<<<<

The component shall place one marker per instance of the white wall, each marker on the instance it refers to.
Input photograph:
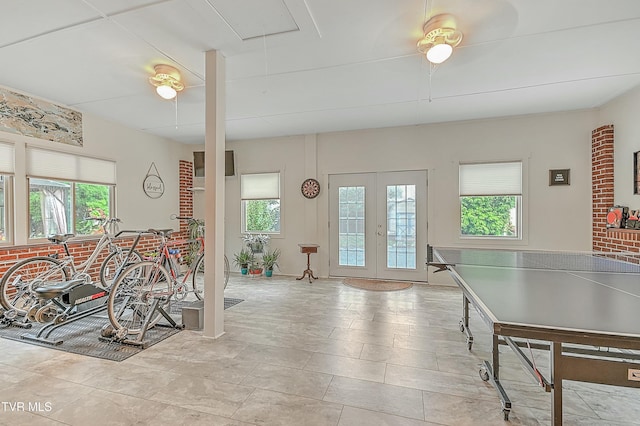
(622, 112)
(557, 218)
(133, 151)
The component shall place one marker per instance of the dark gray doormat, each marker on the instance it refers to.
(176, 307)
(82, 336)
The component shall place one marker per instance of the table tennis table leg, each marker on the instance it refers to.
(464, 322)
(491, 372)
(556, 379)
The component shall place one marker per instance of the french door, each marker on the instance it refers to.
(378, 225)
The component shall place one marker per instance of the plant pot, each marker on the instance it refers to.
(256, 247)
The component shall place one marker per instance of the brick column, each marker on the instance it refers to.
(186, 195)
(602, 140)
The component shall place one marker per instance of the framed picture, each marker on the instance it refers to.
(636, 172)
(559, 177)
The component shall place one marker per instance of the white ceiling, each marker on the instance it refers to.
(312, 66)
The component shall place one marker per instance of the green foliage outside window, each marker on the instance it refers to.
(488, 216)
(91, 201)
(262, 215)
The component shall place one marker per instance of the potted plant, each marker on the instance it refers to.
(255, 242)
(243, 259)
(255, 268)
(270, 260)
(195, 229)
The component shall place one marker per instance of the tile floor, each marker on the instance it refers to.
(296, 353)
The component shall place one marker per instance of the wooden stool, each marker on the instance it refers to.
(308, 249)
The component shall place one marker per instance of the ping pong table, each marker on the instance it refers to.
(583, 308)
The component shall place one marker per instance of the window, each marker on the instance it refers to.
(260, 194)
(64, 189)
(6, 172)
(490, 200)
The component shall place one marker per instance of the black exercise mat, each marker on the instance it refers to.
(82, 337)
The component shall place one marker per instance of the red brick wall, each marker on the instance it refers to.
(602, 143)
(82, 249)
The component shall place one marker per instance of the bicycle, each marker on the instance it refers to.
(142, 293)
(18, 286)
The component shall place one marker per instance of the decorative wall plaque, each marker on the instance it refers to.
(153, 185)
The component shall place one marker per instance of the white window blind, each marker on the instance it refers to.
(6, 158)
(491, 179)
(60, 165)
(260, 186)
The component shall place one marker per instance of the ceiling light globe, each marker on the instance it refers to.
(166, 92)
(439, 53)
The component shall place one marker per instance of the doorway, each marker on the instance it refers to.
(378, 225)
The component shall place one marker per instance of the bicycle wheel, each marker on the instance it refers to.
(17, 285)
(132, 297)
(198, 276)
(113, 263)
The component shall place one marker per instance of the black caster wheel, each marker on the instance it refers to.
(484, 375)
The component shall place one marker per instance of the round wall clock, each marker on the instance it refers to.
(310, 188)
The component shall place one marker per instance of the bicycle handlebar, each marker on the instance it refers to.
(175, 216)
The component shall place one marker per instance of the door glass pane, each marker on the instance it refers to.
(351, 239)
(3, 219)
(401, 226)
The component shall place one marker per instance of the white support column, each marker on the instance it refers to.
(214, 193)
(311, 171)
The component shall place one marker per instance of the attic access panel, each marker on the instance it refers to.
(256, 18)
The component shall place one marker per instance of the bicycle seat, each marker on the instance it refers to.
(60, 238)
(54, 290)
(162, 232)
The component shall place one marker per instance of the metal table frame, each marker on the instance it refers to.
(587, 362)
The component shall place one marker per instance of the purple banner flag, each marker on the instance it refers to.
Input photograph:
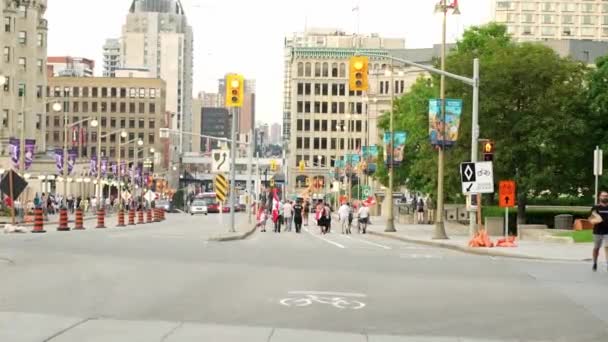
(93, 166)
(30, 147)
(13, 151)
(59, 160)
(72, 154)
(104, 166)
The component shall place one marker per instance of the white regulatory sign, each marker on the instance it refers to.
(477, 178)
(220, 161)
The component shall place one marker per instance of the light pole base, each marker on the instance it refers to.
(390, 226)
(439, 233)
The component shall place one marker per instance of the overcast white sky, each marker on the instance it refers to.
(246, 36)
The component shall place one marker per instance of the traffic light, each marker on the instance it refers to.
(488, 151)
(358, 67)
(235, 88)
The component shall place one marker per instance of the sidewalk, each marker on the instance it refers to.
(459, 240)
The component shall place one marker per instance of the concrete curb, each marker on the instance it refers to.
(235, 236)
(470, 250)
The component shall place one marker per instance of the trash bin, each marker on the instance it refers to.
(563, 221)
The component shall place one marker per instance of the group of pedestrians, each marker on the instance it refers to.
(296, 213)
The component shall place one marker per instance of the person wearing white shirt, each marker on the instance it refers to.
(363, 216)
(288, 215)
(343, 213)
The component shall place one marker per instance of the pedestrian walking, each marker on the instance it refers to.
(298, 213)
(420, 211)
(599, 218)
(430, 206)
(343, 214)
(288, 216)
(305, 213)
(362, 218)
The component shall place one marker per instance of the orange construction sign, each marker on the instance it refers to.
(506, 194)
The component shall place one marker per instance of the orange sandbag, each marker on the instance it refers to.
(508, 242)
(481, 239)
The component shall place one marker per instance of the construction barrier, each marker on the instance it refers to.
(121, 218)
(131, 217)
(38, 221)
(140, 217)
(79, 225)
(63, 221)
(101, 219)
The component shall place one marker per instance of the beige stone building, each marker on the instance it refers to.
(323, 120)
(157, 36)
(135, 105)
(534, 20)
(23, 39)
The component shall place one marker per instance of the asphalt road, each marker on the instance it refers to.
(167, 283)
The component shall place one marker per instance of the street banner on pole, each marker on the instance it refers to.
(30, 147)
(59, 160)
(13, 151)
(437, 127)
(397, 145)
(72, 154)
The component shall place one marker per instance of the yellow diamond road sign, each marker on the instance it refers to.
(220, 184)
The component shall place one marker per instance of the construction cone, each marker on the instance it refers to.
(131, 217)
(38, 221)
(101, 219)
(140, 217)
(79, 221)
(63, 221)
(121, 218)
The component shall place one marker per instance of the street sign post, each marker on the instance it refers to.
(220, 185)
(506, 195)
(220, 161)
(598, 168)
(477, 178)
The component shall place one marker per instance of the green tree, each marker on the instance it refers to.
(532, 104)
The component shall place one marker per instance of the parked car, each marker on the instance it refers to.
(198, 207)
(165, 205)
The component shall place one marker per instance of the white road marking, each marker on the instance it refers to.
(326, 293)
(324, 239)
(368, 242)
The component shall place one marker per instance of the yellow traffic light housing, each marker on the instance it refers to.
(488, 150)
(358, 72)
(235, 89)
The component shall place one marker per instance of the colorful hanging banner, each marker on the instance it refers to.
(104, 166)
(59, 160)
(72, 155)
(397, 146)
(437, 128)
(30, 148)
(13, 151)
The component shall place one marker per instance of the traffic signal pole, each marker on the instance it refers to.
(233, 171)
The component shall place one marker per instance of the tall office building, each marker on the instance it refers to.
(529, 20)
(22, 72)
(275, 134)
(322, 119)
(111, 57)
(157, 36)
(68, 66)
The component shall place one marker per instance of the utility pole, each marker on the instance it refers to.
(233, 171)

>>>>

● **What the task requires**
Only the pictures should be left out; the rest of the material above must be repeated exactly.

● **Output below**
The component shall place one marker per instance of the white wall, each marker on the instance it refers to.
Input photograph:
(622, 112)
(557, 218)
(133, 151)
The component shall place one marker per instance of the dark gray doormat, each marker on the instance it refers to.
(176, 307)
(82, 336)
The component shall place one marker per instance of the table tennis table leg, each marker on the instance it refers to.
(464, 322)
(491, 372)
(556, 379)
The component shall place one marker per instance of the french door, each marker on the instance it refers to.
(378, 225)
The component shall place one marker per instance of the plant pot, each marker on the instance it refers to.
(256, 247)
The component shall place one marker per instance of the brick column, each marker on the instance it refers to.
(186, 195)
(602, 140)
The component shall place one marker per instance of the framed picture, each marker on the instance it refers to.
(636, 172)
(559, 177)
The component shall place one marker per instance of the white ceiling, each marker on the instance it refers to.
(312, 66)
The component shall place one marker per instance of the green foliage outside window, each marker on the instance it refers to.
(488, 216)
(91, 201)
(262, 215)
The component shall place one marker per instance of the potted plant, each marker on the instance it refers to.
(255, 242)
(243, 259)
(255, 268)
(270, 260)
(195, 229)
The component shall place one marker per instance of the tile floor, each marker on the instance it refers to.
(296, 353)
The component shall place one marker per instance of the wooden stool, each marker on the instance it refers to.
(308, 249)
The component shall place one marker per instance of the ping pong table, each marker on the instance it refers to.
(583, 308)
The component shall place one marker per instance of the window, each marker on the instance it refers to.
(260, 194)
(64, 189)
(6, 172)
(490, 200)
The component shall place one marker per instance of the black exercise mat, each marker on the instance it refers to.
(82, 337)
The component shall place one marker per instance of the red brick wall, each marker on the instance it refers to.
(602, 143)
(82, 249)
The component shall place one marker per instance of the bicycle, each marker on the instance it refers to.
(142, 293)
(18, 286)
The component shall place one marker per instance of the decorative wall plaque, each marker on the instance it refers to.
(153, 185)
The component shall place one marker per instance of the white window blind, each marker on the instance it refers to.
(6, 158)
(491, 179)
(60, 165)
(260, 186)
The component shall place one marker per instance of the ceiling light globe, each marker on the instance it refers to.
(166, 92)
(439, 53)
The component shall place one marker per instance of the doorway, each marker on the instance it refers to.
(378, 225)
The component shall place one marker per instance of the bicycle wheel, each marker on the instance it refers to.
(17, 285)
(132, 297)
(198, 276)
(113, 263)
The component shall place one marker per instance of the black caster wheel, each marker on the instance it refers to.
(484, 375)
The component shall place one marker per instance of the round wall clock, each marker on the instance it refers to.
(310, 188)
The component shall place one marker per instance of the bicycle handlebar, each marker on the instance it refers to.
(175, 216)
The component shall place one marker per instance of the door glass pane, each marker on the instance it refers to.
(351, 239)
(3, 219)
(401, 226)
The component shall place one marker per instance of the white support column, each marker on the instance it refers to.
(214, 193)
(311, 171)
The component shall place one marker per instance of the attic access panel, each marker on the instance it refers to.
(256, 18)
The component shall place one marker per instance of the bicycle seat, each marker on the instance it refers to.
(60, 238)
(54, 290)
(162, 232)
The component shall place one marker per instance of the metal table frame, each marker on the instance it refers to.
(587, 362)
The component shall place one marker per instance of the purple banner flag, each marker on the instance it refers to.
Input photograph:
(93, 166)
(30, 147)
(13, 151)
(59, 160)
(72, 154)
(104, 166)
The component shall place one marker per instance of the white regulatory sign, each marker on the instance it refers to.
(477, 178)
(220, 161)
The component shall place one marker per instance of the light pole base, each marker on the instance it refers to.
(390, 226)
(439, 233)
The component shall place one marker per instance of the overcast white sky, each marker on the instance it refers to.
(246, 36)
The component shall place one marker per instance of the traffic light, each marker on the instance it refers to.
(488, 151)
(358, 67)
(235, 88)
The component shall place one marker per instance of the sidewalk, each marker on the instance it refers to.
(459, 240)
The component shall place one marker per instance of the concrete curb, each marker on the instance it refers to.
(235, 236)
(470, 250)
The component shall place one marker per instance of the trash bin, each marker on the instance it refers to.
(563, 221)
The component shall place one marker per instance of the group of pedestrians, each marker on the instance it refers to.
(296, 213)
The component shall place one marker per instance of the person wearing white shirt, each marker on the instance it refers to.
(363, 216)
(288, 215)
(343, 213)
The component shall place one marker per instance of the pedestrian walking, each marker on the instance it refers to.
(298, 213)
(420, 211)
(599, 218)
(430, 206)
(343, 214)
(288, 216)
(305, 213)
(362, 218)
The component shall place one marker per instance of the orange construction sign, each marker on the instance it refers to.
(506, 194)
The component shall place one marker per instance of the orange sandbag, each marker on the instance it refers to.
(508, 242)
(481, 239)
The component shall place one marker per instance of the construction barrier, each marker on the instance it refers to.
(121, 218)
(131, 217)
(38, 221)
(140, 217)
(79, 225)
(63, 221)
(101, 219)
The component shall place one marker per instance of the beige stone building, each marker on the instance it refers to.
(323, 120)
(157, 36)
(135, 105)
(534, 20)
(23, 39)
The component shall place one marker per instance of the asphalt road, each marker on the instance it refers to.
(167, 283)
The component shall place one marker per instance of the street banner on pole, each marker on the instance it refers to.
(30, 147)
(59, 160)
(13, 151)
(437, 127)
(397, 145)
(72, 154)
The component shall place one marker per instance of the yellow diamond road sign, each marker on the instance it refers to.
(220, 184)
The component shall place one marker per instance of the construction cone, each marker on the instance it refers to.
(131, 217)
(38, 221)
(101, 219)
(140, 217)
(79, 221)
(63, 221)
(121, 218)
The component shall place one marker per instance of the street sign post, each marker on the instance it refers to.
(220, 185)
(506, 195)
(220, 161)
(598, 168)
(477, 178)
The component shall place one marker per instance of the green tree, each marker on the instance it refers to.
(532, 104)
The component shall place one marker per instance of the parked car, each marker on the instance it refers to.
(198, 207)
(165, 205)
The component shall place one marker per instance of the white road marking, each marker on the instance it refers to.
(326, 293)
(324, 239)
(368, 242)
The component shall place one marker per instance of the yellow traffic light housing, each marker on the instance it refers to.
(488, 150)
(358, 72)
(235, 89)
The component shall place one marker per instance of the colorful hanging banner, each marker on the instance it refers to.
(104, 166)
(59, 160)
(72, 155)
(397, 146)
(437, 128)
(30, 148)
(13, 151)
The component shall place one marker per instance of the traffic signal pole, each marker on the instance it refers to.
(233, 171)
The component shall place one marker per instance of the tall office building, each marker on the instance it refers to.
(529, 20)
(22, 72)
(275, 134)
(322, 119)
(111, 57)
(157, 36)
(68, 66)
The component shall place one marker per instance of the utility pole, each marker on the instance it refers to.
(233, 171)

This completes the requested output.